# Set task 1
Copy out the forum thread on used deep fry oil word for word, in full.

# Document section

++++++

# Used deep fry oil



## taxlady (Oct 11, 2012)

How do you get rid of used deep fry oil? I have some sitting in a pot and I don't know what to do with it. I don't deep fry often. I usually filter the oil and re-use, but this doesn't smell nice. How do I throw it away? I have been told not to put it in the compost.


----------



## Sir_Loin_of_Beef (Oct 11, 2012)

I have a deep fryer, and when the oil requires replacing I put the used oil back in it's original container and drop it in the mixed recyclables trash container. I am pretty sure the recycle place knows who manufactures and distributes biodiesel.


----------



## pacanis (Oct 11, 2012)

I burn it in my fire pit.


----------



## Oldvine (Oct 11, 2012)

++++++

# Material for this exercise

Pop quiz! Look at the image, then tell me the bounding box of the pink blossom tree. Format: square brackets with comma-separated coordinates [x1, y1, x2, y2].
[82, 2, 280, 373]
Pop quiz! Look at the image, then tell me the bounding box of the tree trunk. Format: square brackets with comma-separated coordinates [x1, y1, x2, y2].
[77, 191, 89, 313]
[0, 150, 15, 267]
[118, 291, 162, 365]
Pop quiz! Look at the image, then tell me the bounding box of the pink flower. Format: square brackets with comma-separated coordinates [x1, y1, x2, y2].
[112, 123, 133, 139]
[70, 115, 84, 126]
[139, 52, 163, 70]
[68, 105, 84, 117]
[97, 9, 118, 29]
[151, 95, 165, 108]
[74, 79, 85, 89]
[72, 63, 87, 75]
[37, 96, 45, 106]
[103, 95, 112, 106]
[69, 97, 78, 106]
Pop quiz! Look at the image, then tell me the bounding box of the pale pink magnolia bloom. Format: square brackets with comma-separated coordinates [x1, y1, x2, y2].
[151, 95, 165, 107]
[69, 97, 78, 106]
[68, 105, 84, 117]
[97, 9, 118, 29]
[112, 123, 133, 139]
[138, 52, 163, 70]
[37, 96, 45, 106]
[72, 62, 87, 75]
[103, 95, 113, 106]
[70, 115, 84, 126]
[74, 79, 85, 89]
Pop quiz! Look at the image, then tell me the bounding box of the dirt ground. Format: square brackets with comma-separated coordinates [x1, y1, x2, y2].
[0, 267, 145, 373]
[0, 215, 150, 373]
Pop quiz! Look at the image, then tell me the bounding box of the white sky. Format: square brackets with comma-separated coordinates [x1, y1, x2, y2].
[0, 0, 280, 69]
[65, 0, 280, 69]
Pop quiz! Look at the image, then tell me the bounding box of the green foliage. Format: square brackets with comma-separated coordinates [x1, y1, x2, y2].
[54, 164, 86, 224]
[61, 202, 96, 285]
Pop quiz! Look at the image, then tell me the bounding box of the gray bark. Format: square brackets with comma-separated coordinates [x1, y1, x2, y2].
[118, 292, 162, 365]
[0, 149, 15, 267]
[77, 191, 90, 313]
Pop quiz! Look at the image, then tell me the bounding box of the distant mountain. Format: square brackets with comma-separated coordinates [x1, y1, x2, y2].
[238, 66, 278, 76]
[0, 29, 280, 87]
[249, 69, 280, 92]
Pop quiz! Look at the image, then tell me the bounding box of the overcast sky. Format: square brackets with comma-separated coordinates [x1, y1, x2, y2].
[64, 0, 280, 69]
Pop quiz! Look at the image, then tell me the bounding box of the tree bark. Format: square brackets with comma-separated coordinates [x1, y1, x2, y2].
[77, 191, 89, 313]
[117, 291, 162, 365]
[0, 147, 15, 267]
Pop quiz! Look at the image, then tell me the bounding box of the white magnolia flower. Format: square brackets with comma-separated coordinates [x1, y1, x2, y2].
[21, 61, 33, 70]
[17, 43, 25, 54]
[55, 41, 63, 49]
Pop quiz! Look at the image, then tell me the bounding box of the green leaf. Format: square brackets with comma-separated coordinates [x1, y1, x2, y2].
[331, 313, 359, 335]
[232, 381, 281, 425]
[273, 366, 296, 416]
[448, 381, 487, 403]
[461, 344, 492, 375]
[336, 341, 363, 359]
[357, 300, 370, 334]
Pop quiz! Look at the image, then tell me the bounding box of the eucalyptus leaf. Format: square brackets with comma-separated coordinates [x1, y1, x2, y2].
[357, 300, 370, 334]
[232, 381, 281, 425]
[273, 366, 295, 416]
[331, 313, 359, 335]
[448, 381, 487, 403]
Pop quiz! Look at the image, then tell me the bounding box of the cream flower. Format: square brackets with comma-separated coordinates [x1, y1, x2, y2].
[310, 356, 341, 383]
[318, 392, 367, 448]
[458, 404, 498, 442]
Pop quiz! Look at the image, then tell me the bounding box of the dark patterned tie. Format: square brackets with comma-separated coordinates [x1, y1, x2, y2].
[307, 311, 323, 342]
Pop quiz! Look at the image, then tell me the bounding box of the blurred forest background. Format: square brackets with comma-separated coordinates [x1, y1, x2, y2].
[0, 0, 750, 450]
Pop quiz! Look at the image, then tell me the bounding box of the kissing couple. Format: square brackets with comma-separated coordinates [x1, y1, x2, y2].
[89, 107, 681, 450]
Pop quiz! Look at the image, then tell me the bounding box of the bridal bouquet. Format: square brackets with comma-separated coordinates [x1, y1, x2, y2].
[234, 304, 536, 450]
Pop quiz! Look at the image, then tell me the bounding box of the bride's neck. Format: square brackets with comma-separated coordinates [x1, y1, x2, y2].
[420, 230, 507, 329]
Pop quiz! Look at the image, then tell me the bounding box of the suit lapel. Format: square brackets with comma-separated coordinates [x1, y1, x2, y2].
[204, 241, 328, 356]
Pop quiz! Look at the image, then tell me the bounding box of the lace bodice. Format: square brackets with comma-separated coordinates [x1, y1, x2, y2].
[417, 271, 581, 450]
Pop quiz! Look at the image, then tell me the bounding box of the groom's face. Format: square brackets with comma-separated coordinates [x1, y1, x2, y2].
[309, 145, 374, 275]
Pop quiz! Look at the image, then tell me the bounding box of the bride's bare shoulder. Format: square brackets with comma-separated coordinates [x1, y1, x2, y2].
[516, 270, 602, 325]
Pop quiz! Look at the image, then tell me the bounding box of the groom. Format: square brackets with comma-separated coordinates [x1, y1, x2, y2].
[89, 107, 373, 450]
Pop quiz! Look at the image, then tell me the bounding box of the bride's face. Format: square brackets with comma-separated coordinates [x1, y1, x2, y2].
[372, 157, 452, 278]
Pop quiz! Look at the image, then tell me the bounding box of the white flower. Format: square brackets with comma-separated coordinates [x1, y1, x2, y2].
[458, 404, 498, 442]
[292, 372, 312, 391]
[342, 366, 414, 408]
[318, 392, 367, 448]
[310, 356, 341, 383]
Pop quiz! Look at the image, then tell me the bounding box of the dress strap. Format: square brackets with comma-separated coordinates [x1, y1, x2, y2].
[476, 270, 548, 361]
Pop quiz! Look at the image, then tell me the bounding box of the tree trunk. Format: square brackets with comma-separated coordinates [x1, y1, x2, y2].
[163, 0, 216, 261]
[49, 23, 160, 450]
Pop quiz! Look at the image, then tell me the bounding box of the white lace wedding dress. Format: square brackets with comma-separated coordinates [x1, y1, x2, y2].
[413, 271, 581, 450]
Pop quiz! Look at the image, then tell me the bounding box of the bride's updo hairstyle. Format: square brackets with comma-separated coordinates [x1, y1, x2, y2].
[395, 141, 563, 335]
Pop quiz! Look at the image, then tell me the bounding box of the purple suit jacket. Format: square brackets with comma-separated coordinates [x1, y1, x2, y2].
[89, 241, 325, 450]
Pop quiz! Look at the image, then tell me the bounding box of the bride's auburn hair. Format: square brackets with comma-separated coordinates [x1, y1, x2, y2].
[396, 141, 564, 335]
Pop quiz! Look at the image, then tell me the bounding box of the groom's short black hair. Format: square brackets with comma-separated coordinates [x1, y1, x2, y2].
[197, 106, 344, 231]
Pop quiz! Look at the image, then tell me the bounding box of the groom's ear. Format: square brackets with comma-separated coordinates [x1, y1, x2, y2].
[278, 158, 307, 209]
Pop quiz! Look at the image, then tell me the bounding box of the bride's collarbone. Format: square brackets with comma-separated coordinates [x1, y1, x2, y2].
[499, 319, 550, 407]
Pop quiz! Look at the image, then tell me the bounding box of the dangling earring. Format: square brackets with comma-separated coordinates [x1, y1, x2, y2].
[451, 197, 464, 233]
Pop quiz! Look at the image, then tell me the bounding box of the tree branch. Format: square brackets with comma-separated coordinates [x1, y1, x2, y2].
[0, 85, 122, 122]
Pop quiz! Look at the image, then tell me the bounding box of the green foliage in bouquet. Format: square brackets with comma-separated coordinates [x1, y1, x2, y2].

++++++

# Set task 2
Revise the entries from the line with "of the purple" to the line with "[89, 241, 325, 450]" by replacing "suit jacket" with "blazer". Return only those lines, with nothing else changed.

# Output 1
# Used deep fry oil



## taxlady (Oct 11, 2012)

How do you get rid of used deep fry oil? I have some sitting in a pot and I don't know what to do with it. I don't deep fry often. I usually filter the oil and re-use, but this doesn't smell nice. How do I throw it away? I have been told not to put it in the compost.


----------



## Sir_Loin_of_Beef (Oct 11, 2012)

I have a deep fryer, and when the oil requires replacing I put the used oil back in it's original container and drop it in the mixed recyclables trash container. I am pretty sure the recycle place knows who manufactures and distributes biodiesel.


----------



## pacanis (Oct 11, 2012)

I burn it in my fire pit.


----------



## Oldvine (Oct 11, 2012)

# Output 2
Pop quiz! Look at the image, then tell me the bounding box of the purple blazer. Format: square brackets with comma-separated coordinates [x1, y1, x2, y2].
[89, 241, 325, 450]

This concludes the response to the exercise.